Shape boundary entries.
[start]
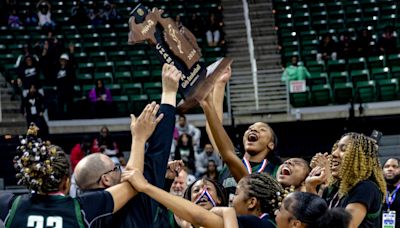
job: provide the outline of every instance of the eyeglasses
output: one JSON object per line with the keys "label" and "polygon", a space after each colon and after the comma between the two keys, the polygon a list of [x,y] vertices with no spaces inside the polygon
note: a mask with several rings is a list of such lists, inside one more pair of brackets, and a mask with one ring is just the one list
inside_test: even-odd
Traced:
{"label": "eyeglasses", "polygon": [[109,170],[103,174],[101,174],[101,176],[99,177],[99,179],[97,180],[97,183],[99,183],[101,181],[101,178],[103,177],[103,175],[109,174],[111,172],[121,172],[121,166],[120,165],[115,165],[114,169]]}

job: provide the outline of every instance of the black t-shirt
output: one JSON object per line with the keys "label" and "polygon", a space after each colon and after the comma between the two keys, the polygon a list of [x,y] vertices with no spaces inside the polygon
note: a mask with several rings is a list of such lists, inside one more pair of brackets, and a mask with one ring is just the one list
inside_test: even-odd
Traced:
{"label": "black t-shirt", "polygon": [[93,192],[77,199],[36,194],[14,197],[11,193],[0,196],[1,219],[9,227],[35,227],[35,224],[90,227],[97,219],[112,214],[113,210],[114,201],[107,191]]}
{"label": "black t-shirt", "polygon": [[[396,189],[396,186],[388,186],[388,191],[393,194],[393,191]],[[386,193],[387,194],[387,193]],[[388,210],[388,204],[385,202],[382,205],[382,212]],[[393,200],[393,203],[390,204],[390,210],[396,211],[396,228],[400,228],[400,189],[397,191],[396,196]]]}
{"label": "black t-shirt", "polygon": [[264,216],[263,218],[259,218],[254,215],[240,215],[237,217],[239,227],[240,228],[254,228],[254,227],[262,227],[262,228],[275,228],[275,222],[268,216]]}
{"label": "black t-shirt", "polygon": [[[262,162],[250,162],[251,168],[253,172],[257,172],[257,170],[261,167]],[[276,172],[279,168],[279,165],[275,165],[272,162],[268,162],[267,166],[263,170],[264,173],[268,173],[271,176],[275,177]],[[229,171],[228,166],[224,166],[219,175],[219,182],[224,186],[228,195],[235,194],[236,191],[236,181]]]}
{"label": "black t-shirt", "polygon": [[[354,186],[349,193],[337,201],[335,197],[338,192],[337,187],[327,188],[324,191],[323,198],[328,205],[332,207],[346,208],[351,203],[361,203],[367,208],[367,215],[361,222],[361,228],[380,227],[382,194],[378,186],[371,180],[364,180]],[[337,196],[337,195],[336,195]]]}

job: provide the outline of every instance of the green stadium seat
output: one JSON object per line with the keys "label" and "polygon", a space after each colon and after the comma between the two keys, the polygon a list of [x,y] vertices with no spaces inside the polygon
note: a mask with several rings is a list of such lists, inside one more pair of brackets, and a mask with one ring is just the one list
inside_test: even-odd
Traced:
{"label": "green stadium seat", "polygon": [[391,67],[400,66],[400,54],[391,54],[388,56],[388,64]]}
{"label": "green stadium seat", "polygon": [[102,80],[105,84],[113,83],[113,75],[111,72],[99,72],[94,74],[94,80]]}
{"label": "green stadium seat", "polygon": [[400,66],[394,66],[391,68],[392,78],[400,79]]}
{"label": "green stadium seat", "polygon": [[115,72],[115,81],[117,83],[130,83],[132,81],[132,74],[130,71]]}
{"label": "green stadium seat", "polygon": [[376,100],[376,83],[374,80],[357,82],[357,102],[371,102]]}
{"label": "green stadium seat", "polygon": [[79,85],[93,84],[92,74],[78,74],[76,76],[76,80],[79,83]]}
{"label": "green stadium seat", "polygon": [[122,89],[120,84],[108,84],[108,88],[110,89],[110,92],[113,96],[122,95]]}
{"label": "green stadium seat", "polygon": [[325,63],[324,61],[308,61],[307,69],[310,72],[324,72],[325,71]]}
{"label": "green stadium seat", "polygon": [[349,81],[349,74],[347,71],[342,72],[331,72],[330,79],[332,86],[335,87],[336,83],[346,83]]}
{"label": "green stadium seat", "polygon": [[96,72],[114,72],[114,62],[96,62]]}
{"label": "green stadium seat", "polygon": [[364,70],[367,69],[367,63],[364,57],[361,58],[351,58],[348,61],[348,70]]}
{"label": "green stadium seat", "polygon": [[399,97],[399,80],[397,78],[377,81],[379,99],[382,101],[395,100]]}
{"label": "green stadium seat", "polygon": [[390,70],[388,67],[373,68],[371,70],[371,79],[373,79],[373,80],[381,80],[381,79],[389,79],[389,78],[390,78]]}
{"label": "green stadium seat", "polygon": [[354,85],[361,81],[369,81],[368,70],[353,70],[350,72],[350,76]]}
{"label": "green stadium seat", "polygon": [[90,53],[90,61],[92,62],[105,62],[107,61],[107,54],[104,51]]}
{"label": "green stadium seat", "polygon": [[312,105],[322,106],[332,102],[332,90],[329,84],[314,85],[311,87]]}
{"label": "green stadium seat", "polygon": [[334,100],[337,104],[346,104],[353,99],[353,84],[351,82],[337,83],[333,89]]}
{"label": "green stadium seat", "polygon": [[78,63],[78,68],[80,73],[89,73],[93,74],[94,72],[94,64],[89,63]]}
{"label": "green stadium seat", "polygon": [[328,74],[327,73],[319,73],[319,72],[312,72],[310,74],[310,78],[307,80],[307,84],[309,86],[315,85],[325,85],[328,83]]}
{"label": "green stadium seat", "polygon": [[297,107],[306,107],[310,105],[309,89],[301,93],[290,93],[290,104]]}
{"label": "green stadium seat", "polygon": [[342,72],[346,70],[347,70],[346,60],[338,59],[338,60],[328,61],[328,72]]}
{"label": "green stadium seat", "polygon": [[150,96],[150,94],[161,94],[162,84],[161,82],[146,82],[143,84],[143,89]]}
{"label": "green stadium seat", "polygon": [[142,83],[126,83],[123,84],[123,91],[127,95],[142,94]]}

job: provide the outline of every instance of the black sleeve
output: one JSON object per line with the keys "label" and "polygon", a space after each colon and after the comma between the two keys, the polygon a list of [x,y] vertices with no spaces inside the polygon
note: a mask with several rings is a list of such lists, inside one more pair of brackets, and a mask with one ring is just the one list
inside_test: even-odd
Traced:
{"label": "black sleeve", "polygon": [[275,228],[275,226],[266,219],[260,219],[254,215],[241,215],[237,217],[240,228],[249,227],[263,227],[263,228]]}
{"label": "black sleeve", "polygon": [[357,184],[347,197],[347,204],[361,203],[367,207],[368,212],[379,210],[382,197],[378,186],[372,181],[362,181]]}
{"label": "black sleeve", "polygon": [[8,211],[11,208],[11,202],[14,200],[15,196],[12,193],[1,193],[0,194],[0,219],[5,220]]}
{"label": "black sleeve", "polygon": [[107,191],[95,191],[78,197],[84,219],[91,223],[102,215],[110,215],[114,211],[114,200]]}
{"label": "black sleeve", "polygon": [[144,176],[152,185],[162,189],[175,126],[175,107],[161,104],[159,113],[163,113],[164,118],[157,125],[148,141],[149,147],[145,153]]}

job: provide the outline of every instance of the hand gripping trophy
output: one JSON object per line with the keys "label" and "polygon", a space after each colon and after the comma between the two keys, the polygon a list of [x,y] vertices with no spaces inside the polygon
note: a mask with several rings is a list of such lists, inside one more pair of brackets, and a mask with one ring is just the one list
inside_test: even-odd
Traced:
{"label": "hand gripping trophy", "polygon": [[201,63],[201,50],[194,35],[185,27],[178,28],[171,18],[164,18],[163,11],[149,10],[138,4],[129,19],[129,44],[147,41],[162,63],[176,66],[182,72],[179,92],[184,98],[178,110],[186,112],[198,105],[213,89],[217,76],[232,60],[221,58],[206,67]]}

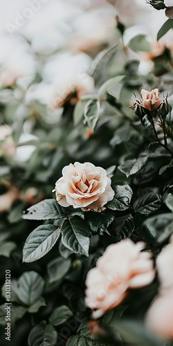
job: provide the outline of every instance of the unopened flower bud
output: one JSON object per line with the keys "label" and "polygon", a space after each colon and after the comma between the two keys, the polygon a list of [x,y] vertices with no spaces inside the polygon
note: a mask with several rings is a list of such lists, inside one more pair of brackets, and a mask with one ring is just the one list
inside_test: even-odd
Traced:
{"label": "unopened flower bud", "polygon": [[167,114],[169,113],[169,104],[167,103],[167,98],[165,98],[161,103],[158,110],[158,115],[161,116],[162,119],[165,120]]}
{"label": "unopened flower bud", "polygon": [[143,105],[140,101],[138,101],[138,100],[136,100],[134,104],[134,111],[140,120],[143,119],[144,116],[145,116]]}
{"label": "unopened flower bud", "polygon": [[163,10],[164,8],[166,8],[164,0],[148,0],[147,2],[156,10]]}

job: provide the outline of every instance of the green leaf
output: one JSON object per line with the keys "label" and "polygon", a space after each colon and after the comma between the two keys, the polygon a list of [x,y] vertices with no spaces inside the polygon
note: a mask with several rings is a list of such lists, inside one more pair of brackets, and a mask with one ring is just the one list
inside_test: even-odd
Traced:
{"label": "green leaf", "polygon": [[28,309],[28,312],[30,313],[35,313],[37,312],[41,307],[46,307],[46,303],[43,297],[41,297],[38,300],[32,304],[30,307]]}
{"label": "green leaf", "polygon": [[114,219],[114,212],[109,209],[102,212],[86,212],[84,218],[94,233],[99,231],[102,234],[107,233],[107,229]]}
{"label": "green leaf", "polygon": [[27,220],[47,220],[64,217],[60,205],[55,199],[44,199],[27,209],[23,218]]}
{"label": "green leaf", "polygon": [[84,101],[78,101],[75,104],[74,111],[73,111],[73,122],[75,125],[80,122],[84,116],[84,109],[86,104]]}
{"label": "green leaf", "polygon": [[161,199],[159,194],[152,192],[145,194],[135,201],[133,208],[136,212],[149,215],[160,208]]}
{"label": "green leaf", "polygon": [[16,248],[16,244],[13,242],[1,242],[0,243],[0,256],[9,257],[10,253]]}
{"label": "green leaf", "polygon": [[62,240],[60,242],[59,251],[61,256],[65,260],[68,260],[68,258],[73,253],[70,250],[69,250],[69,248],[66,248],[66,247],[64,246],[64,245],[62,242]]}
{"label": "green leaf", "polygon": [[51,284],[62,279],[69,271],[71,266],[71,260],[62,257],[57,257],[47,265],[48,281]]}
{"label": "green leaf", "polygon": [[32,305],[40,298],[44,281],[35,271],[26,271],[17,280],[17,295],[26,305]]}
{"label": "green leaf", "polygon": [[173,195],[168,194],[165,200],[165,205],[169,209],[173,212]]}
{"label": "green leaf", "polygon": [[55,309],[48,320],[53,325],[57,326],[66,322],[73,315],[73,312],[68,307],[62,305]]}
{"label": "green leaf", "polygon": [[116,75],[116,77],[110,78],[109,80],[104,82],[104,83],[103,83],[103,84],[101,85],[101,86],[100,86],[98,91],[100,98],[102,98],[104,96],[109,88],[121,82],[121,80],[124,78],[125,78],[124,75]]}
{"label": "green leaf", "polygon": [[99,101],[89,100],[84,109],[84,116],[89,127],[93,131],[100,112]]}
{"label": "green leaf", "polygon": [[170,29],[173,29],[173,20],[170,19],[164,23],[159,30],[157,34],[157,40],[158,41]]}
{"label": "green leaf", "polygon": [[8,216],[8,220],[10,224],[15,224],[21,219],[21,212],[24,209],[24,203],[21,201],[17,201],[17,203],[12,206],[12,210]]}
{"label": "green leaf", "polygon": [[122,239],[129,238],[134,230],[134,218],[131,215],[128,214],[115,219],[112,224],[111,235],[116,238],[118,242],[120,242]]}
{"label": "green leaf", "polygon": [[51,325],[46,325],[42,321],[35,327],[28,336],[28,346],[55,346],[57,343],[57,334]]}
{"label": "green leaf", "polygon": [[[6,321],[6,317],[7,316],[7,311],[5,309],[6,307],[7,307],[6,304],[0,306],[0,325],[6,326],[7,322]],[[26,308],[12,304],[11,305],[11,322],[19,320],[26,311]]]}
{"label": "green leaf", "polygon": [[108,202],[107,208],[113,210],[126,210],[129,208],[133,191],[128,185],[118,185],[115,189],[115,196],[112,201]]}
{"label": "green leaf", "polygon": [[60,237],[60,227],[42,225],[28,235],[23,248],[23,261],[33,262],[42,258],[51,250]]}
{"label": "green leaf", "polygon": [[[18,285],[17,280],[12,280],[10,282],[10,301],[21,304],[21,300],[18,296]],[[2,296],[6,298],[6,283],[1,289]]]}
{"label": "green leaf", "polygon": [[116,130],[113,137],[110,140],[112,147],[116,147],[123,142],[127,142],[131,136],[130,128],[127,124],[124,125]]}
{"label": "green leaf", "polygon": [[137,159],[127,160],[118,166],[118,169],[128,178],[130,175],[135,174],[135,173],[140,171],[146,165],[147,159],[147,157],[145,156],[139,157]]}
{"label": "green leaf", "polygon": [[65,220],[62,226],[62,242],[75,253],[89,255],[90,228],[86,222],[78,216]]}

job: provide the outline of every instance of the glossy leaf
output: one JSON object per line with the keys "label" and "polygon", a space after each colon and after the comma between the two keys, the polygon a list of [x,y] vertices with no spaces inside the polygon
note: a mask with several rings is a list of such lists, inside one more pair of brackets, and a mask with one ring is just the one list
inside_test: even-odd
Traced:
{"label": "glossy leaf", "polygon": [[71,251],[89,255],[90,228],[78,216],[65,220],[62,226],[62,242]]}
{"label": "glossy leaf", "polygon": [[129,208],[132,194],[133,191],[129,185],[118,185],[113,199],[108,202],[107,208],[113,210],[126,210]]}
{"label": "glossy leaf", "polygon": [[27,209],[23,218],[28,220],[46,220],[60,219],[64,215],[55,199],[44,199]]}
{"label": "glossy leaf", "polygon": [[23,248],[23,261],[39,260],[48,253],[60,236],[60,228],[55,225],[39,226],[33,230],[26,240]]}

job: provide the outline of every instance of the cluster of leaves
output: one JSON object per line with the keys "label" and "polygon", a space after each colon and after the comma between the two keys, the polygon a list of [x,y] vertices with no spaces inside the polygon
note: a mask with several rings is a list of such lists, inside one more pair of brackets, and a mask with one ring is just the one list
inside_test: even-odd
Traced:
{"label": "cluster of leaves", "polygon": [[[120,24],[117,30],[122,34]],[[162,75],[170,71],[167,62],[172,64],[172,60],[165,50],[154,60],[153,71],[140,75],[140,61],[129,60],[131,50],[149,51],[146,37],[136,35],[128,46],[120,39],[101,51],[90,69],[95,93],[83,97],[75,107],[67,102],[61,113],[50,114],[39,103],[27,106],[21,90],[20,98],[15,97],[17,88],[0,91],[1,118],[12,126],[16,145],[20,146],[24,127],[39,138],[23,143],[35,146],[28,161],[1,157],[1,194],[7,181],[19,191],[10,210],[1,215],[1,345],[6,269],[12,276],[14,346],[163,345],[139,322],[156,294],[156,281],[131,292],[120,313],[118,308],[105,315],[100,327],[104,335],[101,330],[99,338],[91,334],[91,311],[84,304],[86,275],[109,244],[127,237],[143,239],[156,256],[172,233],[172,158],[153,143],[147,118],[142,125],[129,107],[133,93],[138,95],[143,85],[153,89],[161,82],[161,91],[167,91]],[[172,149],[172,120],[170,110],[165,126]],[[104,211],[65,208],[54,199],[51,190],[62,169],[75,161],[107,169],[115,196]],[[25,197],[30,188],[37,195],[28,201]],[[26,210],[23,217],[22,210]]]}

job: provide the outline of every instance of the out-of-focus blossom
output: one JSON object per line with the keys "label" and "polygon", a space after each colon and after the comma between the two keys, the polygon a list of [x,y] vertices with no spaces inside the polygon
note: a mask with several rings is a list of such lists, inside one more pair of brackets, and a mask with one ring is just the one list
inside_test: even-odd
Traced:
{"label": "out-of-focus blossom", "polygon": [[116,26],[116,12],[111,6],[91,9],[75,18],[72,23],[73,34],[69,37],[69,46],[74,51],[88,51],[107,43]]}
{"label": "out-of-focus blossom", "polygon": [[109,245],[86,279],[86,304],[95,318],[118,305],[129,288],[149,284],[155,276],[152,254],[145,243],[129,239]]}
{"label": "out-of-focus blossom", "polygon": [[12,128],[7,125],[0,126],[0,140],[3,141],[1,145],[0,154],[15,156],[16,154],[16,145],[12,138]]}
{"label": "out-of-focus blossom", "polygon": [[7,125],[0,126],[0,140],[4,140],[7,136],[10,136],[12,134],[12,128]]}
{"label": "out-of-focus blossom", "polygon": [[161,338],[173,340],[173,287],[156,297],[147,311],[145,321],[147,328],[152,332]]}
{"label": "out-of-focus blossom", "polygon": [[82,95],[94,91],[94,80],[87,73],[90,63],[84,53],[57,54],[44,66],[44,82],[29,88],[26,102],[38,100],[52,109],[62,107],[66,101],[75,104]]}
{"label": "out-of-focus blossom", "polygon": [[42,201],[44,198],[44,194],[36,188],[28,188],[24,196],[24,200],[28,206],[33,206]]}
{"label": "out-of-focus blossom", "polygon": [[84,211],[103,210],[114,196],[107,171],[89,162],[65,166],[53,191],[60,206],[73,206]]}
{"label": "out-of-focus blossom", "polygon": [[161,289],[173,290],[173,237],[167,246],[163,248],[156,260],[156,266]]}
{"label": "out-of-focus blossom", "polygon": [[84,95],[91,93],[93,90],[94,80],[90,75],[86,73],[81,76],[69,75],[64,80],[57,80],[54,83],[51,107],[62,107],[66,101],[75,104]]}
{"label": "out-of-focus blossom", "polygon": [[8,188],[8,191],[0,195],[0,213],[8,210],[15,201],[21,198],[21,193],[17,188],[8,182],[5,182],[4,185]]}
{"label": "out-of-focus blossom", "polygon": [[[30,140],[37,141],[37,140],[38,138],[36,136],[30,134],[21,134],[19,140],[20,145],[17,148],[15,160],[19,162],[27,161],[35,150],[36,145],[34,144],[26,144],[26,142],[29,142]],[[22,145],[23,143],[25,143],[24,145]]]}
{"label": "out-of-focus blossom", "polygon": [[0,84],[3,87],[12,86],[19,80],[33,78],[34,60],[27,52],[26,43],[20,39],[0,36],[3,47],[0,53]]}
{"label": "out-of-focus blossom", "polygon": [[173,237],[156,259],[160,281],[158,295],[147,315],[146,325],[161,338],[173,339]]}

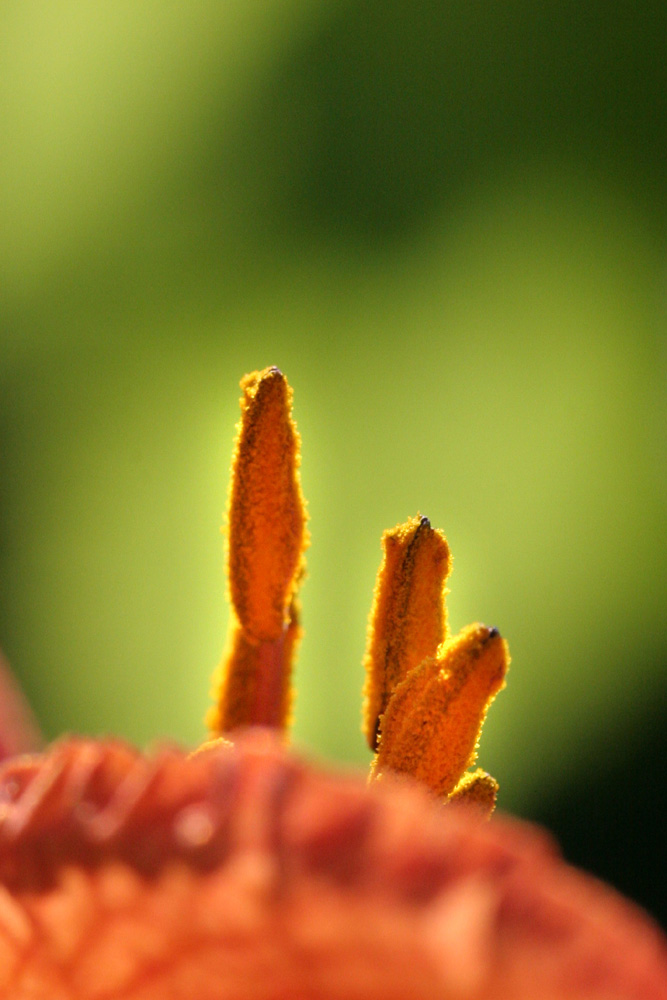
[end]
DIRECTION. Copy out each line of the records that contains the word "hand".

TASK RESULT.
job: provide the outline of every instance of the hand gripping trophy
{"label": "hand gripping trophy", "polygon": [[201,63],[201,50],[194,35],[185,27],[178,28],[171,18],[164,18],[163,11],[149,10],[138,4],[129,19],[129,44],[147,41],[162,63],[176,66],[182,72],[179,92],[184,98],[178,110],[186,112],[198,105],[213,89],[217,76],[232,60],[221,58],[206,67]]}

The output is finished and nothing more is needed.